→ **WRITTEN PROBLEM**: Please pull the text lines out of each of the rows below and copy them word for word, leaving out the pictures.
===== RECORD EXTRACTS =====
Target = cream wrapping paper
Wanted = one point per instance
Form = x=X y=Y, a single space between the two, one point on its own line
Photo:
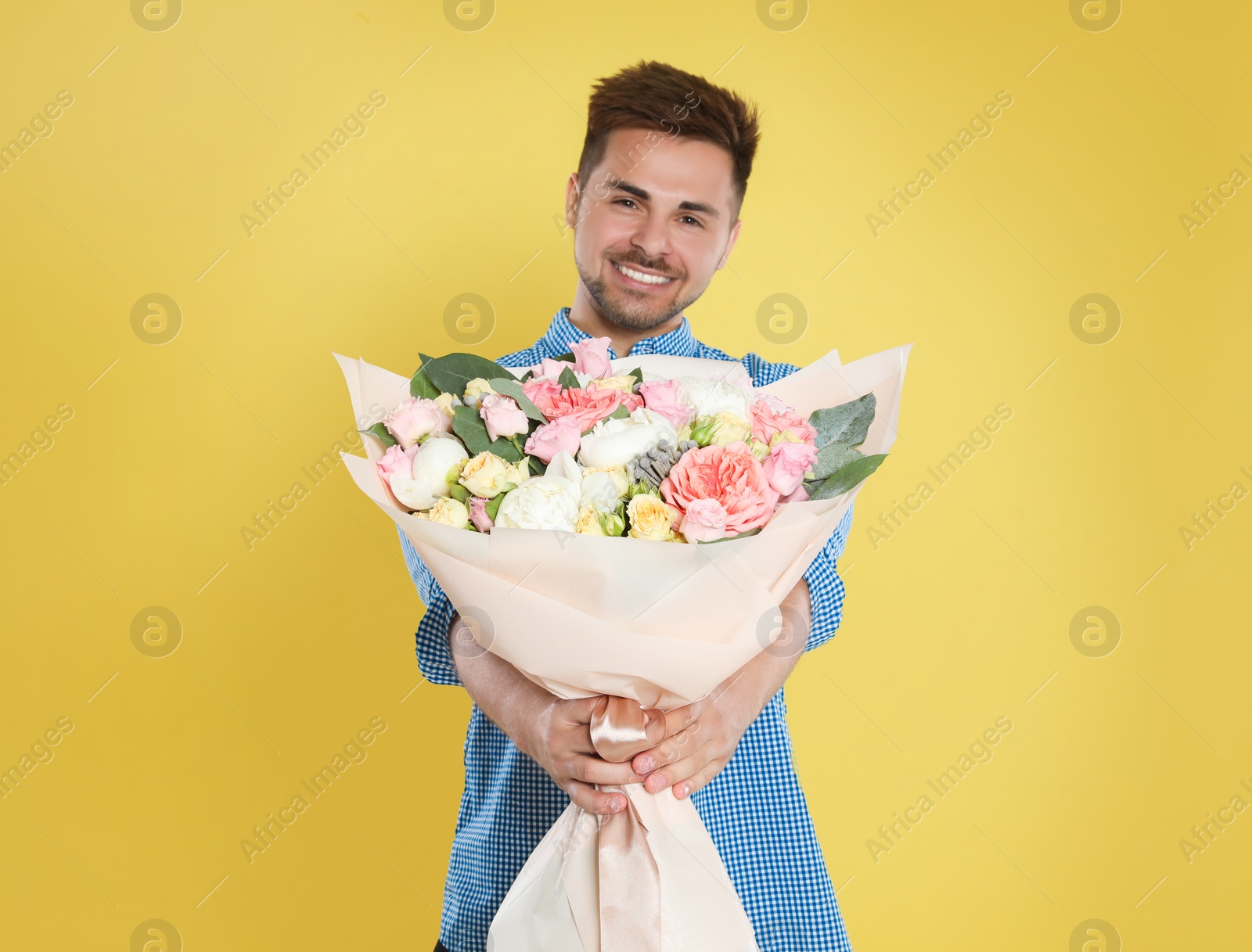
x=661 y=623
=====
→ **THE RESULT**:
Target = cream wrapping paper
Wanted = one point per instance
Form = x=X y=Y, a single space between the two, one point on its own line
Photo:
x=661 y=623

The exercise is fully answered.